WHAT IS NEEDED:
Only the lines from the one containing "Where can you find the small" to the end of the records should be given again, word for word and in full.

(Point localization data)
>>>

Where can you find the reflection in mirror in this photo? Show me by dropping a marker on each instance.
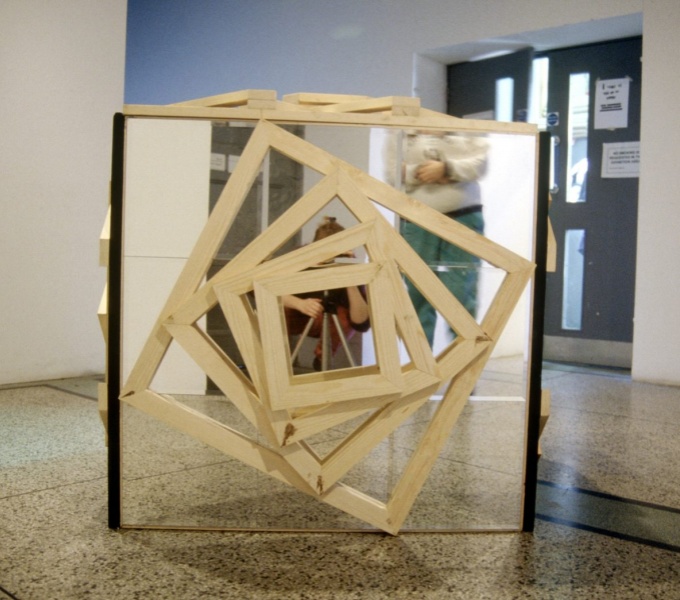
(177, 173)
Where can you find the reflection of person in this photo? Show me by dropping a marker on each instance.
(442, 171)
(349, 304)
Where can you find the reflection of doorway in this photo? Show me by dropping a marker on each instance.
(589, 300)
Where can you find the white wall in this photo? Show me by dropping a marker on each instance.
(61, 78)
(391, 47)
(656, 345)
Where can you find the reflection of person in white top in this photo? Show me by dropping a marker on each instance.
(348, 304)
(443, 171)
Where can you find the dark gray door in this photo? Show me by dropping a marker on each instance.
(594, 117)
(472, 86)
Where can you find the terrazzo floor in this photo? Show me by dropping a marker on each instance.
(608, 506)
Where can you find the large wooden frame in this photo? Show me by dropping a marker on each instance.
(285, 409)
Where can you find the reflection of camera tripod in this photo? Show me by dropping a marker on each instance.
(330, 311)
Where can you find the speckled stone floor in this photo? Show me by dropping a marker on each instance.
(608, 506)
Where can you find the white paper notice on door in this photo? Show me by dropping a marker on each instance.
(611, 103)
(621, 160)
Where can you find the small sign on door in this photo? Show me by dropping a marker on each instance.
(611, 103)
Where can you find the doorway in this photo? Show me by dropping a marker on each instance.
(588, 97)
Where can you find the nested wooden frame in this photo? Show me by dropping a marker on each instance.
(286, 411)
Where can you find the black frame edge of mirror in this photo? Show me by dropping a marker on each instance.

<<<

YOUR SOLUTION:
Where can you find the small sign on door in this photo? Show me by dropping a marker on each instance.
(611, 103)
Where can you find the doorway in this photo? Show me by dropping a marker on each instance.
(588, 97)
Where can you find the nested wooden frame in this photo? Show me by dropping a marker on each instance.
(286, 411)
Where can you find the black frame edge of mirror in this photo? Show me by dropping a marker on each instance.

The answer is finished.